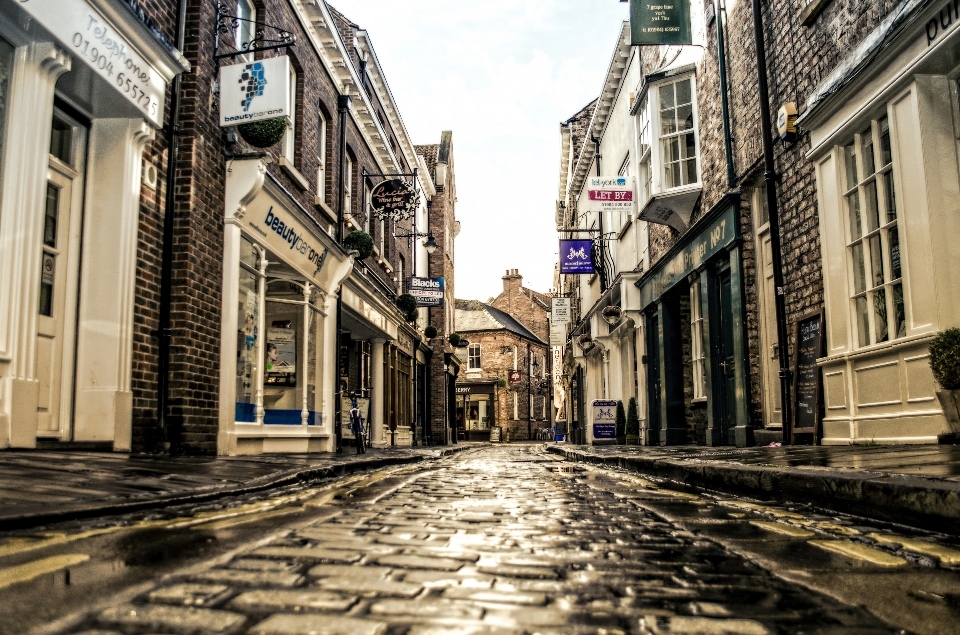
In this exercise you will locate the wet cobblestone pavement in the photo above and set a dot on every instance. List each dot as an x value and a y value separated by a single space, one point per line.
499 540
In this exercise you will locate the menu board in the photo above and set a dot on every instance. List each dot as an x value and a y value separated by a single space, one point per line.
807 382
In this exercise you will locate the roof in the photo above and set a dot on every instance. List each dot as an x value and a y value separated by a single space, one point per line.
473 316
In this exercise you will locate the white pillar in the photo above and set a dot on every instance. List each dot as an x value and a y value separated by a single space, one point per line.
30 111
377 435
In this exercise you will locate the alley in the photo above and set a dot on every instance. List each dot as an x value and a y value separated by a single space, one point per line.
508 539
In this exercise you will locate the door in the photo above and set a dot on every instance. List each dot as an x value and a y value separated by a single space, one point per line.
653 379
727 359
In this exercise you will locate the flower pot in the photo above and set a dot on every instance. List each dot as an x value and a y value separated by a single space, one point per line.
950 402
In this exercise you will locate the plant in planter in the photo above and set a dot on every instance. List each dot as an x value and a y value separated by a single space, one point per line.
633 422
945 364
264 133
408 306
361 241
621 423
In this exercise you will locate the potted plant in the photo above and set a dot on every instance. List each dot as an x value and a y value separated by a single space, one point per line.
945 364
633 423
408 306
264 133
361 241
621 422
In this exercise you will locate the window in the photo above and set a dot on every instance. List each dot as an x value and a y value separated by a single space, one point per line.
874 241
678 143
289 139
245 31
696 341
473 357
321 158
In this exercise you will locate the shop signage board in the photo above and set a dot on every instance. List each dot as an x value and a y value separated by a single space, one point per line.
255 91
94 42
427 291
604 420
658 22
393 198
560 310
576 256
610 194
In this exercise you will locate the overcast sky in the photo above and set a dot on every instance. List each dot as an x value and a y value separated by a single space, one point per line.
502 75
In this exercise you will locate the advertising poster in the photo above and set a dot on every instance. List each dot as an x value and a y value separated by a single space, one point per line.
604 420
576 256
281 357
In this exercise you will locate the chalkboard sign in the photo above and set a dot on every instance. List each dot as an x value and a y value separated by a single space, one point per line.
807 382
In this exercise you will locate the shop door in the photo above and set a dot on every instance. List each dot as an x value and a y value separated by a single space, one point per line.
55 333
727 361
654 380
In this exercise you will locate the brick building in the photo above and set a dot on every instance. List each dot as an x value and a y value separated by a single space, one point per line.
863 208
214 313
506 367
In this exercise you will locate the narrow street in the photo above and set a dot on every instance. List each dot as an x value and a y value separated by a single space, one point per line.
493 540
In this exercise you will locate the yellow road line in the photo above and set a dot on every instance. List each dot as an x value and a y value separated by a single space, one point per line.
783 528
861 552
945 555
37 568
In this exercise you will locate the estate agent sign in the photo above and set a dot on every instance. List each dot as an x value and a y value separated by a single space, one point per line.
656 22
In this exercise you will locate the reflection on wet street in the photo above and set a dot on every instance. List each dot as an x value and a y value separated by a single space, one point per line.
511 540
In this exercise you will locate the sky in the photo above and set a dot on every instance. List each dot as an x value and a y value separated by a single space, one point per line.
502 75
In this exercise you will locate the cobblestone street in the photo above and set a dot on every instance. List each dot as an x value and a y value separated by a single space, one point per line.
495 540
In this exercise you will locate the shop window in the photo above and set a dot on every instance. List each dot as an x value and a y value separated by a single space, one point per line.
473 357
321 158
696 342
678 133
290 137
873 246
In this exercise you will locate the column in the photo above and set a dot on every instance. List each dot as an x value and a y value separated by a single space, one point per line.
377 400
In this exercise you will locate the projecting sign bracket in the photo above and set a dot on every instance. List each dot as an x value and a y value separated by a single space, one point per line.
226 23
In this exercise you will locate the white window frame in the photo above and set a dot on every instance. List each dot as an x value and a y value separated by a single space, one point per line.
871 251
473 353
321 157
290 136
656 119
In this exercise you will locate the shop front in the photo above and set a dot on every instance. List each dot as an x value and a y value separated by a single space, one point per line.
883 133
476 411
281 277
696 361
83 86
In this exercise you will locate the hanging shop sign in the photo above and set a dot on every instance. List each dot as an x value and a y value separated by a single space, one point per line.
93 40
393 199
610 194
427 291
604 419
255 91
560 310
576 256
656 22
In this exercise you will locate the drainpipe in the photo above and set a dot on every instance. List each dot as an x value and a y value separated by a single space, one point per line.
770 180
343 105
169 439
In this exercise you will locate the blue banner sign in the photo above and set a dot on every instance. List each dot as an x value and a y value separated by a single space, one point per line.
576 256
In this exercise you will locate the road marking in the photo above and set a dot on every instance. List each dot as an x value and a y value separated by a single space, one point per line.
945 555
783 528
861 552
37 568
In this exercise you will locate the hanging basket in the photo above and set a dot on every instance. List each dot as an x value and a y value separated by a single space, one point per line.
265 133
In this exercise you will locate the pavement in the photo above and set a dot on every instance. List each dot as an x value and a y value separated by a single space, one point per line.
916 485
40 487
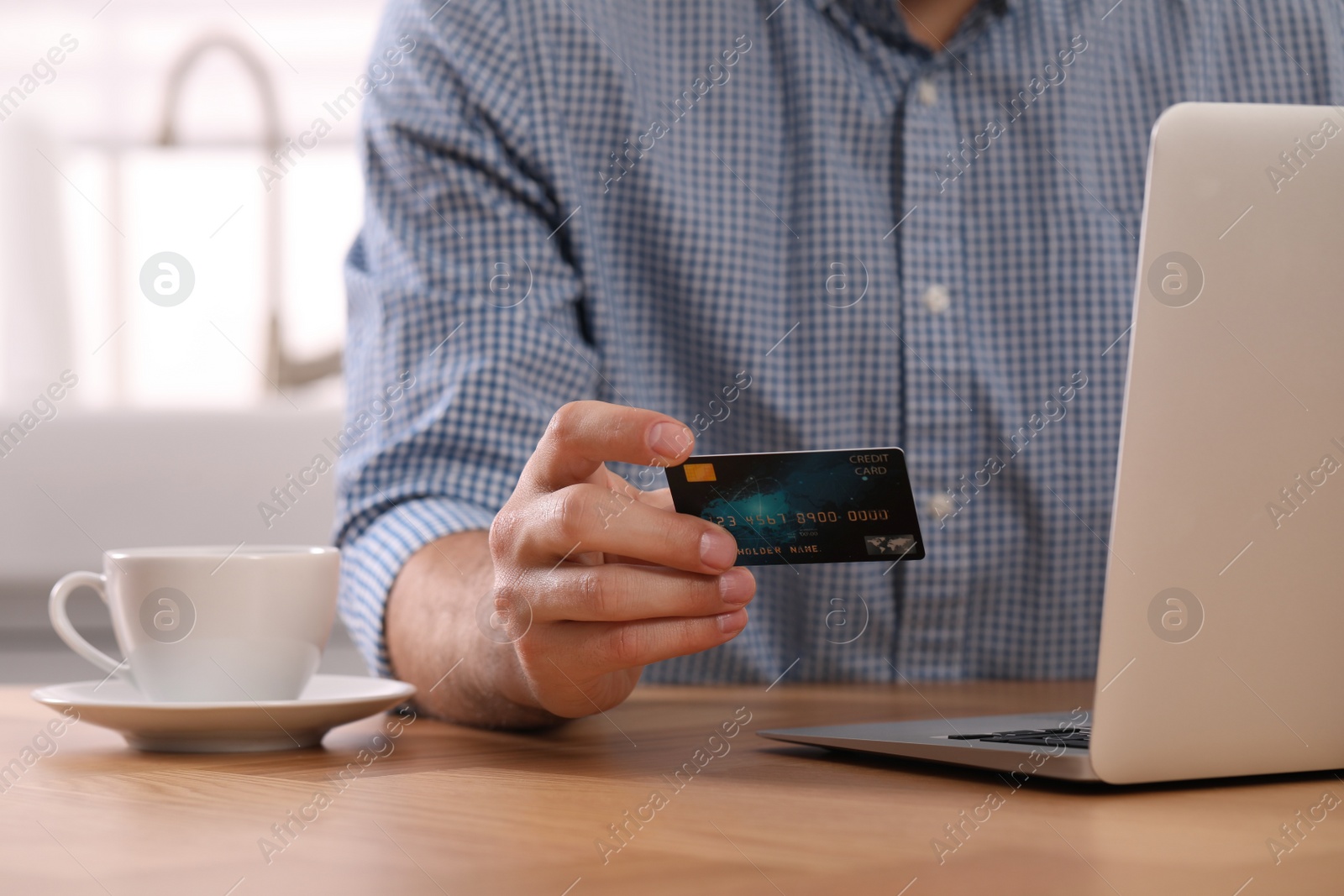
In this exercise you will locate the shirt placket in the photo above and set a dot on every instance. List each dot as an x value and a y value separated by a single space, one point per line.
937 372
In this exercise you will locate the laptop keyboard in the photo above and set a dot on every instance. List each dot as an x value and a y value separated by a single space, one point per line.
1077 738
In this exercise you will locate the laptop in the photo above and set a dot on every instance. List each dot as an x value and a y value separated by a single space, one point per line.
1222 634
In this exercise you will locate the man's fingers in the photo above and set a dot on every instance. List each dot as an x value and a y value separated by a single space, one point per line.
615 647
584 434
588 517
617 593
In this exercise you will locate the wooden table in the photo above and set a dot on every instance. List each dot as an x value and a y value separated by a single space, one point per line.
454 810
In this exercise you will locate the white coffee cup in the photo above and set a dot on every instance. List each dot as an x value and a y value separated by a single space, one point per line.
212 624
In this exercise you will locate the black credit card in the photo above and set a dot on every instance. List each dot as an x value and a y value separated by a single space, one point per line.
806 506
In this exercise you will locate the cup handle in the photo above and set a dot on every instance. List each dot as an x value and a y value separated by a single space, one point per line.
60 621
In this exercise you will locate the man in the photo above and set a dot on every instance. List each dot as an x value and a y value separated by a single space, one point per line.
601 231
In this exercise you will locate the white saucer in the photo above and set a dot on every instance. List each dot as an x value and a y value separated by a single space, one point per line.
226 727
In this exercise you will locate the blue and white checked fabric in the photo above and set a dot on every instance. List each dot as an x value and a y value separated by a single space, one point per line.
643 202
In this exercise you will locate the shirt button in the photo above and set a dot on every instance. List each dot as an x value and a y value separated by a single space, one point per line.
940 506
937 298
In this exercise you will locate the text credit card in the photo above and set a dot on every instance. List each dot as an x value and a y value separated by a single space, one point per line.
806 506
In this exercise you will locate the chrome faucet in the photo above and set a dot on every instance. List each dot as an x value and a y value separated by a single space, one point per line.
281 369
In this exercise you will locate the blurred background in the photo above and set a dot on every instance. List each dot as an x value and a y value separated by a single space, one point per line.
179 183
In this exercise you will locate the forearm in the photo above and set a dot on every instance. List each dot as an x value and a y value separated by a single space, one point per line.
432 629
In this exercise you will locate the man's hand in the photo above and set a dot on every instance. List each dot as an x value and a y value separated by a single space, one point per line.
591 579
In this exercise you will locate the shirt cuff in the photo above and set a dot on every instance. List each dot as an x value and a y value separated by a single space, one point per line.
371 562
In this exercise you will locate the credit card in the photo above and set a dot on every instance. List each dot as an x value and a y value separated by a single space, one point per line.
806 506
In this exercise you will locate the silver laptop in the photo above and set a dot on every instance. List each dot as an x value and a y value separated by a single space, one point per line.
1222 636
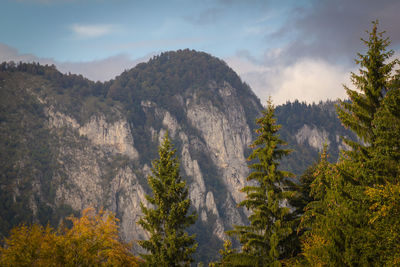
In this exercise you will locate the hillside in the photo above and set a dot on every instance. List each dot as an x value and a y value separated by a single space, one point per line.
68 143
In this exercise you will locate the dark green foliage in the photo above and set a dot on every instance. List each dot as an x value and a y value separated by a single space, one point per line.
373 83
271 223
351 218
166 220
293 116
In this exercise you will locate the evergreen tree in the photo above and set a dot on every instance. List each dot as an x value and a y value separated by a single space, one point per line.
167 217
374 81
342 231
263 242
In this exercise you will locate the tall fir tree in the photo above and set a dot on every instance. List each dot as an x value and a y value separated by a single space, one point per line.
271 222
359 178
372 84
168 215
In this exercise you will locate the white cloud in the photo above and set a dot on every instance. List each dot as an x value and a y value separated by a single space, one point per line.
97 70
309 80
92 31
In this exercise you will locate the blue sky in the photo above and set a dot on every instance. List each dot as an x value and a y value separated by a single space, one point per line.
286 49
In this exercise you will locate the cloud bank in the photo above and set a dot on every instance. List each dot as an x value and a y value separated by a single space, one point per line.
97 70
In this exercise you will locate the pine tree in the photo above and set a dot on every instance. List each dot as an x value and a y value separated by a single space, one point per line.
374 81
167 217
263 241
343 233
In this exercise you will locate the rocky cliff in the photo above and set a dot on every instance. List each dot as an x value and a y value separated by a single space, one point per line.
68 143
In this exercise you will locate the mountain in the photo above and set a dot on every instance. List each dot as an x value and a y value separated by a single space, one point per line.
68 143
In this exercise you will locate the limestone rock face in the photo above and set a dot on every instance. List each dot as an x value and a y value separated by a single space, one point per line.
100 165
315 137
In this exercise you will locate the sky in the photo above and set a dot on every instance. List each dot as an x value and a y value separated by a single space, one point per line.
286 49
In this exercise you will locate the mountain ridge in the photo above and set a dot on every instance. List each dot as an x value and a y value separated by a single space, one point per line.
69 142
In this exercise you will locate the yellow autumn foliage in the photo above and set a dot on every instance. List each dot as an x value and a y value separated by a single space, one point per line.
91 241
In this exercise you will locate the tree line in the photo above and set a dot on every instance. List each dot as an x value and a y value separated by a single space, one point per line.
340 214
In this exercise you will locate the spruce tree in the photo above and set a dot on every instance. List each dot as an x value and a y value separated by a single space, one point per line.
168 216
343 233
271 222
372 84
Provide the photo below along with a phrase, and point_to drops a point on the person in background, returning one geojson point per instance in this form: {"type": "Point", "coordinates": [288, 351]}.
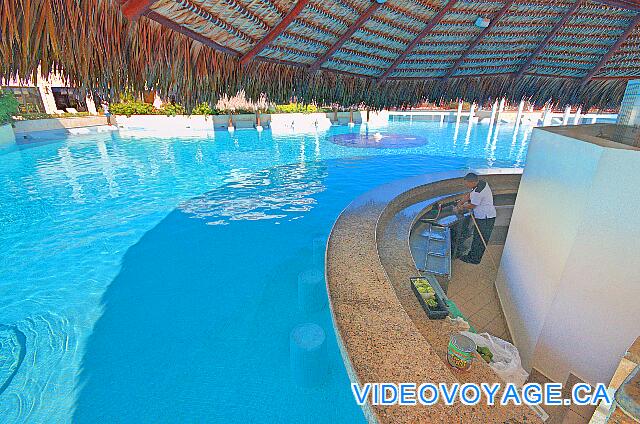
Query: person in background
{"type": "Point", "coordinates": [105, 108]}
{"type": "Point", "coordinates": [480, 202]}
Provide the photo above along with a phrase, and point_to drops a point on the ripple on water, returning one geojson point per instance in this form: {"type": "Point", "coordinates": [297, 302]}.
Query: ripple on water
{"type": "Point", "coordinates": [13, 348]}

━━━━━━━━━━━━━━━━

Rescale the lines from the line with "Provide the photo below" through the end of the records. Reproduce every line except the picture line, and multiply each answer coordinate by 0.95, rounding to whole numbers with halves rounded up. Leave the sample coordinates in the other lines unchanged.

Provide the photo below along with a phrase, and point_to drops a point on the person in background, returning one geojson point per instance in this form: {"type": "Point", "coordinates": [288, 351]}.
Query: person in background
{"type": "Point", "coordinates": [100, 103]}
{"type": "Point", "coordinates": [456, 192]}
Provide the photo above along with a phrase, and point_to drops a point on the ripple on water, returning one geojson point per instance in this form: {"type": "Point", "coordinates": [297, 302]}.
Query: ripple on water
{"type": "Point", "coordinates": [12, 331]}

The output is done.